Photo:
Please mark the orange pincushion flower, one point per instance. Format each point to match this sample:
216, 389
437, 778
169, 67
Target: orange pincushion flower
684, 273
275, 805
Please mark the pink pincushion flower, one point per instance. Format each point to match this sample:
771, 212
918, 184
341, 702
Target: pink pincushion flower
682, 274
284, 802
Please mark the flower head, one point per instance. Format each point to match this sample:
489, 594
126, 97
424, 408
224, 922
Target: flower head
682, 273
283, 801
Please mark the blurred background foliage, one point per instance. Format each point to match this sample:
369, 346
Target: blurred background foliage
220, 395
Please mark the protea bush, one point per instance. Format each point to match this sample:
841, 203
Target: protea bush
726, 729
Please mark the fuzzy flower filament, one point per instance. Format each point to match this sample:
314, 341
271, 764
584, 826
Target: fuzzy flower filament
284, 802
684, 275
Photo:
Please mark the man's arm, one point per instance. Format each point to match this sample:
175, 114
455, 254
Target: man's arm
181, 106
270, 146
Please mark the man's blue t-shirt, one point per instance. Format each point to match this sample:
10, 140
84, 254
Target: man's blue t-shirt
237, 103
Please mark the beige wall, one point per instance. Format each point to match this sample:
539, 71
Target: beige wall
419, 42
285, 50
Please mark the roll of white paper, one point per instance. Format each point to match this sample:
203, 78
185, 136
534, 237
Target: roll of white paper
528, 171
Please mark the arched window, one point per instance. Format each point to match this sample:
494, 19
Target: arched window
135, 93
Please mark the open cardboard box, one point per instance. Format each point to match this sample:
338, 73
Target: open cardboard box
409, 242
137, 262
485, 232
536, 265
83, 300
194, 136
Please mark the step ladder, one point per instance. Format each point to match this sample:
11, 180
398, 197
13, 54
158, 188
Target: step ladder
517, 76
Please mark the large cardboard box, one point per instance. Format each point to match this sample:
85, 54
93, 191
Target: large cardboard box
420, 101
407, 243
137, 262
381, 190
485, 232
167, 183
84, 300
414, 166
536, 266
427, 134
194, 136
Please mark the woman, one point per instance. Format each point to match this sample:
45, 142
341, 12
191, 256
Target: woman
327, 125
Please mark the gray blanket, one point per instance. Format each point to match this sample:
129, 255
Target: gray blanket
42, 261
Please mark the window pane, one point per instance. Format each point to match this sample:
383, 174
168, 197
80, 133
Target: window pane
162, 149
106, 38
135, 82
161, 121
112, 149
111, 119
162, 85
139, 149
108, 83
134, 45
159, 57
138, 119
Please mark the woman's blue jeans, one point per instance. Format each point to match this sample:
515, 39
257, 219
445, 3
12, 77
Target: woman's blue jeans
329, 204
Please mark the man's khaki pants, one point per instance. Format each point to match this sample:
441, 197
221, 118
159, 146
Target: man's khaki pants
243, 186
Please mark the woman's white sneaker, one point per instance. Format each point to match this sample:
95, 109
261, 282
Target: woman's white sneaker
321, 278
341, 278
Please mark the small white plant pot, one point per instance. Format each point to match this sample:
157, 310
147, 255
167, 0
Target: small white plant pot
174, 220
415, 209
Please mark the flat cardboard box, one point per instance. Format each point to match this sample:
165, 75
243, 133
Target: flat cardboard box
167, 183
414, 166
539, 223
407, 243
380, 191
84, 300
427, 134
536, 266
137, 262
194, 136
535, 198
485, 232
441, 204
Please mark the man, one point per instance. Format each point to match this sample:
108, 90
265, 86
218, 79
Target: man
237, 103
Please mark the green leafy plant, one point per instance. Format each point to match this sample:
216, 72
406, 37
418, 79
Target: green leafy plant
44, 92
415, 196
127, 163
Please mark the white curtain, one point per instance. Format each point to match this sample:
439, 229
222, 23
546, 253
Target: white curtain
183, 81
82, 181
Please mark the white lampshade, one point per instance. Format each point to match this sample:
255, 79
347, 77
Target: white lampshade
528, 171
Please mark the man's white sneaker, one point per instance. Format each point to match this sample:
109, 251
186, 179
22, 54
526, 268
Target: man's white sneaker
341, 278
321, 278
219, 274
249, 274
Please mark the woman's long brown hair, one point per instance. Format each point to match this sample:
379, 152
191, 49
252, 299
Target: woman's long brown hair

□ □ □ □

**WHAT YOU SHOULD DO**
Would you give the listing again, word for word?

**SOLUTION FOR THIS PROBLEM**
Photo:
Please mark the orange pincushion flower, one point per instance. Format each point to match this sample:
216, 389
437, 778
169, 67
Target: orange pincushion flower
684, 273
275, 805
Please mark the pink pincushion flower, one point per instance. Format each point to match this sample:
771, 212
918, 184
341, 702
Target: pink pincushion flower
682, 274
284, 802
Please mark the flower head, one point per instance. Format each point to match this sample:
489, 594
126, 97
424, 408
224, 922
Target: flower head
682, 273
283, 801
Please mark the blurred background foliage, one point per instance. Format each point to match this sample:
369, 346
Target: blurred background foliage
220, 395
Please mark the protea bush, one point per instance. Format each point to match this sample:
841, 203
Target: protea bush
726, 729
Please mark the fuzzy flower filament, one point per instance. Format each point to match this sample:
314, 341
271, 764
584, 826
Target: fuzzy flower filament
284, 802
684, 275
Photo:
Please mark the man's arm, one point per instance. Format each point to match this sample:
175, 114
455, 254
Target: man's arm
181, 106
270, 146
Please mark the man's blue t-shirt, one point per instance. Format each point to match this sample:
10, 140
84, 254
Target: man's blue t-shirt
237, 103
Please mark the beige wall, one point per instance. Format each point to match this sample:
539, 71
Target: beige wall
419, 42
285, 50
Please mark the roll of white paper, one point per instance. Format each point to match this sample:
203, 78
185, 136
534, 237
Target: roll of white paper
528, 171
Please mark the arched window, one point per instance. Format each point to match this sample:
494, 19
Target: arched window
135, 93
Please mark the open cardboard box, one point per instance. Format each point to match this sample:
338, 73
Target: open cardboard box
409, 242
137, 262
485, 232
536, 265
83, 300
194, 136
Please mark the step ladder, one point per instance. Format each point to match this sample:
11, 180
398, 197
13, 54
158, 188
Target: step ladder
517, 76
Please mark the large cardboard box, one point per instance. Format each point to match this sample:
85, 54
93, 191
Target: large cardboard box
420, 101
407, 243
137, 262
381, 190
485, 232
167, 183
84, 300
414, 166
536, 266
427, 134
194, 136
Please mark the woman, one point per instance. Format each point to match this sample:
45, 142
341, 12
191, 256
Target: woman
327, 125
Please mark the gray blanket, one point per instance. Format each point to match this sample:
129, 255
Target: gray blanket
42, 261
Please mark the window pane, one point per instance. Format each point to match this sample:
383, 174
168, 197
80, 133
Target: window pane
162, 149
106, 38
135, 82
161, 121
112, 149
111, 119
162, 85
139, 149
108, 83
134, 45
159, 57
138, 119
Please mark the woman's blue jeans, one point per instance. Format each point to match this sample:
515, 39
257, 219
445, 3
12, 77
Target: woman's blue jeans
329, 204
Please mark the man's khaki pants, one point per instance. Format each point to match this sample:
441, 197
221, 118
159, 146
Target: man's khaki pants
243, 186
Please mark the woman's white sneaker, one point per instance. Format each point to match this sample:
95, 109
261, 282
Target: woman's white sneaker
321, 278
341, 278
Please mark the small white plant pot, one point per instance. Format each point to match this sample:
157, 310
147, 255
167, 0
Target: small white plant pot
174, 220
415, 209
Please mark the flat cardboard box, one point per instance. Format each point to match this sample:
165, 75
243, 133
Target: flat cardboard box
167, 183
414, 166
539, 223
407, 243
380, 191
84, 300
427, 134
536, 266
137, 262
194, 136
535, 198
485, 232
441, 204
Please mark the man, one point per instance. Format each point to match this sample:
108, 90
265, 86
218, 79
Target: man
237, 103
Please mark the green leafy plant, one point per instance. Format each point to match this sample:
216, 72
406, 37
418, 79
Target: green leafy plant
44, 92
415, 196
127, 163
Please mark the white curtain, one point per instance. Format each point to match this sample:
439, 229
222, 23
546, 253
Target: white curtain
183, 81
82, 181
Please mark the white lampshade, one point per instance. Format each point to match this sample:
255, 79
347, 77
Target: white lampshade
528, 171
Please mark the man's white sneaker, one point per instance. Format each point to match this sample:
109, 251
186, 179
22, 54
526, 268
Target: man's white sneaker
341, 278
321, 278
219, 274
249, 274
Please mark the woman's long brown hair, one point per instance. Format each point to match this sample:
379, 152
191, 49
252, 299
Target: woman's long brown hair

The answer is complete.